TEXT SEGMENT
---

While currently still a fairly small percentage of K-C’s total Brazil business, sales continue to build for Kimberly-Clark Professional products for institutional and workplace settings—including bath and facial tissue, wipers and protective apparel. KCP products lead the market in the washroom tissue segment.

K-C has continued to build competitive advantage in this category by introducing a number of innovations in 2008. Among these are electronic no-touch dispensers for hand towels and bath tissue, a new KLEENGUARD* stretch coverall product and extensions to the WYPALL* wiper product line.

Building Strong Trade Relationships

K-C has leveraged its highly effective Latin American customer management program to particular advantage in Brazil. This approach comprises a balanced focus on developing sound customer relationships with both the burgeoning modern trade in Brazil’s metropolitan areas and the still-dominant traditional trade in smaller markets.

The program centers on enhancing K-C’s capabilities in reaching and meeting the specific needs of the variety of smaller customers in the market. As a result, K-C sales and distribution in the traditional trade continue to expand significantly.

“Our team has continued to execute well against our Global Business Plan strategies and objectives in Brazil,” said Bob Black, group president, Developing & Emerging Markets. “Even in the current volatile economic and currency environment, we believe that our focus on brands, innovation and customers will serve us well and will generate solid results in this market and in D&E overall.”


NEWS BRIEFS

K-C To Acquire Remaining Interest in Its Andean Affiliate
In October Kimberly-Clark reached an agreement to purchase the remaining 31 percent of its Andean region subsidiary, Colombiana Kimberly Colpapel S.A. (CKC). The transaction is expected to close in late January 2009 and will bring Kimberly-Clark’s ownership of CKC to 100 percent, bolstering K-C’s presence in the rapidly growing Andean region (Bolivia, Colombia, Ecuador, Peru, Venezuela). Kimberly-Clark expects the acquisition to be modestly accretive to 2009 bottom-line results. CKC is a leading manufacturer and marketer of consumer tissue and personal care products and also sells K-C Professional products. For more information, read our news release.

---

STORED DATA
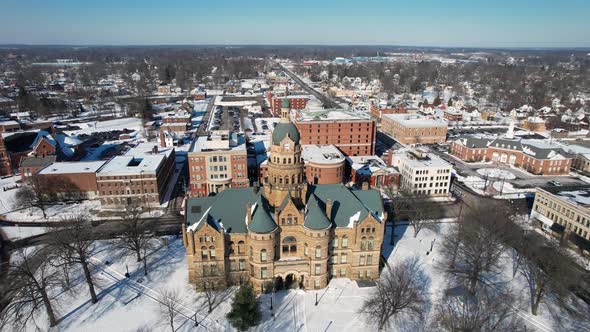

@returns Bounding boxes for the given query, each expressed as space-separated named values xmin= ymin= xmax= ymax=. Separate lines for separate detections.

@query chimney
xmin=246 ymin=203 xmax=252 ymax=225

---

DIRECTIONS
Reproduce the Kimberly-Clark excerpt word for word, starting at "Building Strong Trade" and ending at "to expand significantly.". The material plays no part in what follows.

EXERCISE ANSWER
Building Strong Trade Relationships

K-C has leveraged its highly effective Latin American customer management program to particular advantage in Brazil. This approach comprises a balanced focus on developing sound customer relationships with both the burgeoning modern trade in Brazil’s metropolitan areas and the still-dominant traditional trade in smaller markets.

The program centers on enhancing K-C’s capabilities in reaching and meeting the specific needs of the variety of smaller customers in the market. As a result, K-C sales and distribution in the traditional trade continue to expand significantly.